Materials provided:
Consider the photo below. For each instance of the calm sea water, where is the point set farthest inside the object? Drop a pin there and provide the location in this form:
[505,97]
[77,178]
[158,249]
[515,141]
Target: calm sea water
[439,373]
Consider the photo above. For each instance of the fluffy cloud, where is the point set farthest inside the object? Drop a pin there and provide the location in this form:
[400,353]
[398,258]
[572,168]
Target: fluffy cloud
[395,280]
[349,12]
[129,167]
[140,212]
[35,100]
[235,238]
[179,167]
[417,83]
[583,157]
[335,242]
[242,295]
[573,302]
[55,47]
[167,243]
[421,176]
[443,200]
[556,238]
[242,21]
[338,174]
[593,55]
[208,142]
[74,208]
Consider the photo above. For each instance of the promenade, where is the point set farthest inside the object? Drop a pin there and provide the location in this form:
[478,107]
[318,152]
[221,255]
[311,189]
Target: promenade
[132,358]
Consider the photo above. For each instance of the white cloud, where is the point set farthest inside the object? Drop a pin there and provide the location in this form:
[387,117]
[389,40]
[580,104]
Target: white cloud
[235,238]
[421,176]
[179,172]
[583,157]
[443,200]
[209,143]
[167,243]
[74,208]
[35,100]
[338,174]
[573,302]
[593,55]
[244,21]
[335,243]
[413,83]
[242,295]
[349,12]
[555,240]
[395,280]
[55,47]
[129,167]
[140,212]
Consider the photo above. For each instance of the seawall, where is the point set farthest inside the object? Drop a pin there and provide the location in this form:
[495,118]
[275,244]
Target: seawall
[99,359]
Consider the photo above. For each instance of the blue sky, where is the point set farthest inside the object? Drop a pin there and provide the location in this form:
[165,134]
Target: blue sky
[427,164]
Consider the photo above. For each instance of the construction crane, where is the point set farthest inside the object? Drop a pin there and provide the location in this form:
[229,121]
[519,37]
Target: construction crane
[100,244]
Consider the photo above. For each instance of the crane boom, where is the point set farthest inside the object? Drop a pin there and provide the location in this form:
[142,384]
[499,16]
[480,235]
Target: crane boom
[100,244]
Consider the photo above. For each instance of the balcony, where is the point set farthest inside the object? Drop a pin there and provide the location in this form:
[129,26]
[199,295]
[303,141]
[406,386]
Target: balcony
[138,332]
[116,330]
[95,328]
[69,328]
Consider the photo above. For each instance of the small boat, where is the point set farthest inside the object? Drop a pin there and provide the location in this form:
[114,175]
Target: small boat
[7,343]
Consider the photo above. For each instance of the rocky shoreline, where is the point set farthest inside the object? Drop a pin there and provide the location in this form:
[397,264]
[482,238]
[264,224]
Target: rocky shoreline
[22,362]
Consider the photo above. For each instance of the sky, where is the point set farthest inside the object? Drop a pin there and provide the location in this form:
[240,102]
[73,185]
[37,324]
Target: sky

Directions:
Express all of the data above as a JSON list of strings, with one string per line and blank lines omitted.

Exercise output:
[
  "Consider the photo below. For each instance of the calm sea water, where is the point set farthest inside the object? Drop a pin there and provide the location in this form:",
  "[505,97]",
  "[77,178]",
  "[158,249]",
  "[515,141]",
  "Target: calm sea water",
  "[439,373]",
  "Consider the photo above. For each instance of the fluffy cloud, where is the point set farthest inside the object? Drop a pin there and provide the location in this form:",
  "[400,353]",
  "[398,258]",
  "[572,168]",
  "Target: fluffy cloud",
  "[395,280]",
  "[349,12]",
  "[129,167]",
  "[140,212]",
  "[35,100]",
  "[235,238]",
  "[179,167]",
  "[417,83]",
  "[583,157]",
  "[335,242]",
  "[242,295]",
  "[573,302]",
  "[55,47]",
  "[167,243]",
  "[421,176]",
  "[443,200]",
  "[556,238]",
  "[242,21]",
  "[338,174]",
  "[593,55]",
  "[208,142]",
  "[74,208]",
  "Consider the photo above. For each instance of the promenade, where is the point set farthest inside the object? Drop a pin there and provide the location in this form:",
  "[478,107]",
  "[318,152]",
  "[221,255]",
  "[311,189]",
  "Target: promenade",
  "[132,358]",
  "Consider the photo above. For each instance of the white cloud, where is the point set farthest inside the object? Drop a pin there and provide the location in this form:",
  "[387,117]",
  "[389,40]",
  "[580,104]",
  "Target: white cloud",
  "[235,238]",
  "[421,176]",
  "[179,172]",
  "[583,157]",
  "[443,200]",
  "[209,143]",
  "[167,243]",
  "[74,208]",
  "[35,100]",
  "[338,174]",
  "[573,302]",
  "[593,55]",
  "[244,21]",
  "[335,243]",
  "[413,83]",
  "[242,295]",
  "[349,12]",
  "[555,240]",
  "[395,280]",
  "[55,47]",
  "[129,167]",
  "[140,212]",
  "Consider the photo above. For each instance of the seawall, where is the point set farthest inside the object? Drop a pin there and provide the location in this form:",
  "[495,118]",
  "[275,244]",
  "Target: seawall",
  "[99,359]",
  "Consider the photo above. For each instance of the blue sky, where is the point set farthest inside the object? Drop a pin there and provide the location in this form:",
  "[165,134]",
  "Target: blue sky",
  "[427,164]",
  "Consider the photo above. For each instance of the construction crane, where is the point set farthest inside the object? Drop a pin there and provide the location in this form:",
  "[229,121]",
  "[519,37]",
  "Target: construction crane",
  "[100,244]",
  "Consider the photo above. For each instance of the crane boom, where is the point set farthest inside the object? Drop a pin there and provide the location in this form:",
  "[142,384]",
  "[499,16]",
  "[480,235]",
  "Target: crane boom",
  "[100,244]",
  "Consider the photo above. For each instance of the balcony, where is the point set farthest inside the object? Drop a pin there and provide the location in this form:",
  "[129,26]",
  "[199,295]",
  "[303,141]",
  "[406,386]",
  "Target: balcony",
  "[138,332]",
  "[116,330]",
  "[95,328]",
  "[69,328]",
  "Consider the photo above. For each instance of the small boat, where is the point set farthest inside the object? Drop a pin there and provide the location in this form:",
  "[114,175]",
  "Target: small boat",
  "[7,343]",
  "Consider the photo above. For each instance of the rocky shoreline, where is the point set farthest inside the object? Drop a pin there and provide the location in this form:",
  "[397,264]",
  "[482,238]",
  "[264,224]",
  "Target: rocky shoreline",
  "[22,362]",
  "Consider the photo above. For each instance of the sky, where is the point set farthest inside the object? Drop a pin there and provide the location in this form:",
  "[240,102]",
  "[73,185]",
  "[37,324]",
  "Target: sky"
]